[Saved data entries]
━━━━━━━━━━━━━━━━

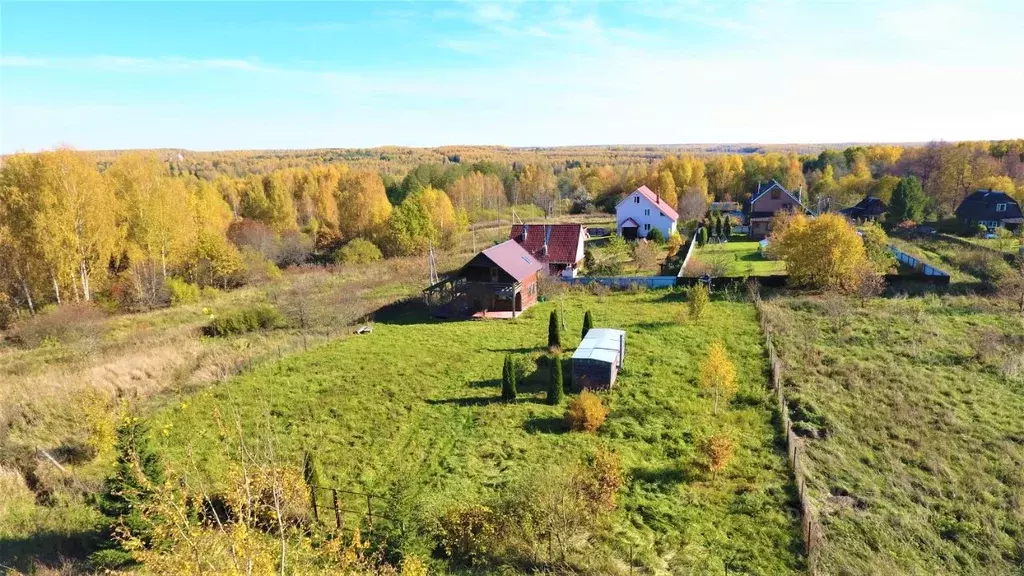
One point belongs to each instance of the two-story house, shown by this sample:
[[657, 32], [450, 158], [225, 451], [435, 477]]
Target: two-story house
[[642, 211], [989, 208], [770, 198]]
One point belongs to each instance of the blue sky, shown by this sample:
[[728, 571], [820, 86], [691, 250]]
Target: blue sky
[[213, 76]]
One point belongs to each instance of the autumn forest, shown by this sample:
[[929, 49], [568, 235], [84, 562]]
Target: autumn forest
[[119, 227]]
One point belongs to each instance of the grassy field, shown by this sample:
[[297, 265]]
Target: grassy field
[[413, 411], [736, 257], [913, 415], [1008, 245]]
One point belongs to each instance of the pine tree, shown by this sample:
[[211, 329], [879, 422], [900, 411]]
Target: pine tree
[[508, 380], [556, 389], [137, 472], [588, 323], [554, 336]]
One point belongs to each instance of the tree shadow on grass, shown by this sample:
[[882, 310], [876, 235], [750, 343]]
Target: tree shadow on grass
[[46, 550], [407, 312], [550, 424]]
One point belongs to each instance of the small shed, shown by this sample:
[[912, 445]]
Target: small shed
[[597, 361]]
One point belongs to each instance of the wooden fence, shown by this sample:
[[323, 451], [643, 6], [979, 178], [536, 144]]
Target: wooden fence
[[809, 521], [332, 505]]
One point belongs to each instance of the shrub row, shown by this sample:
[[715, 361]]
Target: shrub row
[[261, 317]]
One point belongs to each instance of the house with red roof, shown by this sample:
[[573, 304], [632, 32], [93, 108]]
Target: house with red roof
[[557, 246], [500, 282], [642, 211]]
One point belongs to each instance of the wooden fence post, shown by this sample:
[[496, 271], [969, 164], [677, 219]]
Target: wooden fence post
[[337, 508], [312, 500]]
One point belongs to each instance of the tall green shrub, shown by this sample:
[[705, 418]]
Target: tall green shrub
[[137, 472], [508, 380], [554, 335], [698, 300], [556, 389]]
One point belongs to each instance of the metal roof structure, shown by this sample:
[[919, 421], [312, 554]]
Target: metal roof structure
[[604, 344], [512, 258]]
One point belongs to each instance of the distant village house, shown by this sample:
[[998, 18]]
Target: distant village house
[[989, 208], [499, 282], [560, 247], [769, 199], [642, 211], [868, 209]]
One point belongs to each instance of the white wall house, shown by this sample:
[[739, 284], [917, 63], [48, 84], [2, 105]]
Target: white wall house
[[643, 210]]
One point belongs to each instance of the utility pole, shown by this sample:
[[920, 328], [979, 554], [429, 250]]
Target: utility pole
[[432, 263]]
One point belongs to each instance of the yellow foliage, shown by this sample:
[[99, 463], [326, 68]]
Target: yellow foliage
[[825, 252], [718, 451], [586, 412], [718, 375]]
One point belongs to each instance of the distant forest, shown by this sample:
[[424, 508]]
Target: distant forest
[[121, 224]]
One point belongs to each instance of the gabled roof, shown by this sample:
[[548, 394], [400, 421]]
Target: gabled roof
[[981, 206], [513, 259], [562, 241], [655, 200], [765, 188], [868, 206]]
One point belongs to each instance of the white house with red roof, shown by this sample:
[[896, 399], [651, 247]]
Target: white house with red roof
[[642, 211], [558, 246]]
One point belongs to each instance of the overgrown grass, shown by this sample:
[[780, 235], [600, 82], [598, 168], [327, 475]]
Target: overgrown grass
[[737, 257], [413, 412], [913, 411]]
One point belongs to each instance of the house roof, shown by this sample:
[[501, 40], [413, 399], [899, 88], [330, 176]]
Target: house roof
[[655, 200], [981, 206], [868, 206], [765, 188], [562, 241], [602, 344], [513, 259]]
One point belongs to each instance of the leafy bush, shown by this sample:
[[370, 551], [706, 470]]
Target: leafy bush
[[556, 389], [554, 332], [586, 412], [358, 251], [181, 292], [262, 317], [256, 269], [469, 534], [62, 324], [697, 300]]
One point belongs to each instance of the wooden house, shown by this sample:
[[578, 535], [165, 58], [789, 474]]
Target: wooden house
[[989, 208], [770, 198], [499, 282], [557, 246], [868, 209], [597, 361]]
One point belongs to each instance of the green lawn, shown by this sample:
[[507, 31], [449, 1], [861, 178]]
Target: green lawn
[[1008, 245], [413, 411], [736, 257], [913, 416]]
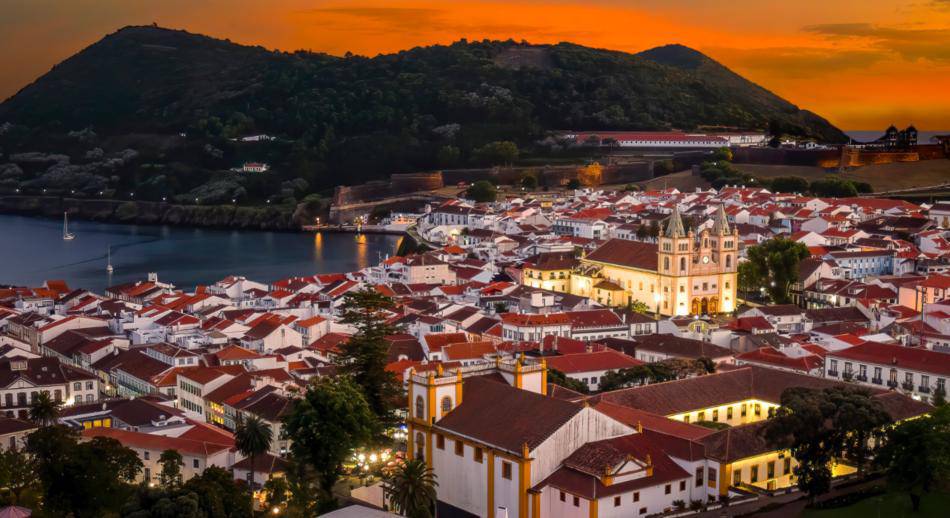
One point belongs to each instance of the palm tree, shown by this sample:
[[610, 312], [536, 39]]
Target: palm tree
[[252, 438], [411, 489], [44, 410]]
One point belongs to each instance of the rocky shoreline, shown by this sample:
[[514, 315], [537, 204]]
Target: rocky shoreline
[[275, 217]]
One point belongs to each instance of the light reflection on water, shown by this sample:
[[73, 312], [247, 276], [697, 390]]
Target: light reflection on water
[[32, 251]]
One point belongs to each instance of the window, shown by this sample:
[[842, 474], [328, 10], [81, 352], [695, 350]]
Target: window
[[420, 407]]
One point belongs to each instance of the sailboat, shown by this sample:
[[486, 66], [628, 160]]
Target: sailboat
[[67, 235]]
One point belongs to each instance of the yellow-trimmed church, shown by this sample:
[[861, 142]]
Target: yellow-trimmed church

━━━━━━━━━━━━━━━━

:: Exercise requirements ::
Copy out all of the material above word for word, but leave the pictures out.

:: The result ::
One point belongs to each instance of the two-story house, shown by this sample:
[[657, 32], [450, 158], [225, 451], [435, 477]]
Target: two-story house
[[642, 211], [989, 208], [770, 198]]
One point belongs to each instance of the blue sky, shown by this sample:
[[728, 571], [820, 86], [691, 250]]
Target: blue sky
[[213, 76]]
One point belongs to each instance of the autumn forest, shown by this sample:
[[929, 49], [568, 235], [84, 562]]
Target: autumn forest
[[119, 227]]
One point belongs to each instance of the grassy field, shown by this sample:
[[297, 265]]
Target: grassy field
[[413, 411], [736, 257], [913, 415], [1008, 245]]
One point belongs to each instance of the pine tree, shown by this sample:
[[211, 329], [879, 422], [900, 411]]
Target: pine tree
[[508, 380], [556, 389], [137, 472], [588, 323], [554, 336]]
One point belongs to each instance of the tree shadow on grass, shown by this sample:
[[882, 310], [876, 235], [750, 343]]
Target: tree shadow on grass
[[46, 550], [407, 312], [550, 424]]
One point belongs to each instance of the small shed, shown by this sample:
[[912, 445]]
Target: small shed
[[597, 361]]
One point belongs to each instance of the wooden fence, shown by this sample:
[[323, 451], [643, 6], [979, 178], [536, 144]]
Target: wooden fence
[[809, 521], [332, 505]]
One point belongs to each instance of the shrub row, shown by this sample:
[[715, 361]]
Target: shrub row
[[261, 317]]
One point belongs to each instance of the house with red roof, shown by this sample:
[[573, 304], [632, 32], [93, 108]]
Target: house with red roof
[[557, 246], [500, 282], [642, 211]]
One point belongs to each instance of the wooden fence post, shown by this sample:
[[496, 271], [969, 164], [677, 219]]
Target: wooden fence post
[[337, 508], [312, 500]]
One point belongs to each instance of the tall green shrub, shown by this sample:
[[705, 418]]
Target: tall green shrub
[[137, 472], [508, 380], [554, 335], [698, 300], [556, 389]]
One point belongs to each instance of the metal roof structure, shown by this sample:
[[919, 421], [312, 554]]
Target: metal roof structure
[[604, 344], [512, 258]]
One point belongs to each instance of the distant village house, shown by this sample:
[[998, 18]]
Target: distant village house
[[989, 208], [499, 282], [560, 247], [769, 199], [642, 211], [868, 209]]
One point belongs to each instance of the white wall house, shown by this sample:
[[739, 284], [917, 63], [48, 84], [2, 105]]
Target: white wall house
[[643, 210]]
One point belongs to each instance of the utility pole, shown by this sample:
[[920, 328], [979, 554], [429, 250]]
Target: utility pole
[[432, 263]]
One point belongs to each instance of the yellow foliage, shown by this sample:
[[99, 463], [326, 68]]
Target: yellow foliage
[[825, 252], [718, 451], [586, 412], [718, 375]]
One point belongs to each instance of the distant forest, shown by this sample:
[[424, 508]]
Target: distant forest
[[121, 224]]
One point belongs to each instance of the gabled roof, shown by this sample:
[[548, 394], [400, 421]]
Target: gabled roof
[[981, 206], [513, 259], [562, 241], [655, 200], [765, 188], [868, 206]]
One point belongs to each instance of the white house with red roof, shown by this sample:
[[896, 399], [651, 247]]
Target: white house with red roof
[[642, 211], [558, 246]]
One point belongs to each instance of the overgrown grass, shown by this sample:
[[780, 235], [600, 82], [598, 168], [327, 475]]
Target: overgrown grass
[[737, 257], [413, 412], [913, 411]]
One point belongs to each instance of the house roof, shown by this sample:
[[501, 40], [413, 399], [899, 88], [330, 176]]
Target: house roof
[[655, 200], [981, 206], [868, 206], [765, 188], [562, 241], [602, 344], [513, 259]]
One point belongs to each instance of the leafy bush, shown by this sample:
[[370, 551], [706, 470]]
Target: leafy bush
[[556, 389], [554, 332], [586, 412], [358, 251], [181, 292], [262, 317], [256, 269], [469, 534], [62, 324], [697, 300]]
One point belongs to each instance of the wooden house, shown by this sample:
[[578, 535], [165, 58], [789, 474]]
Target: wooden house
[[989, 208], [770, 198], [499, 282], [557, 246], [868, 209], [597, 361]]
One point belongs to each instance of the green lawn, shown by this sample:
[[507, 31], [449, 1], [861, 178]]
Target: green lawn
[[1008, 245], [413, 411], [736, 257], [913, 416]]
One point belongs to each instance of the palm tree, shown by this sample:
[[610, 312], [536, 39]]
Target: palm tree
[[252, 438], [411, 489], [44, 410]]
One point belongs to each instance of the rocky shoreline, shown by this sample:
[[514, 315], [537, 204]]
Target: rocky shoreline
[[275, 217]]
One point belongs to each instance of the light reflection on water, shown by this sample:
[[73, 312], [247, 276], [697, 390]]
Target: light reflection on water
[[32, 251]]
One point belongs to each instance of the window, shown by this sample:
[[842, 474], [328, 10], [81, 352], [695, 350]]
Target: window
[[420, 407]]
One point belongs to each instance of the sailboat, shown by this sample:
[[486, 66], [628, 160]]
Target: sailboat
[[67, 235]]
One point belongs to each instance of the yellow-trimmed church, shown by this sample:
[[861, 142]]
Target: yellow-trimmed church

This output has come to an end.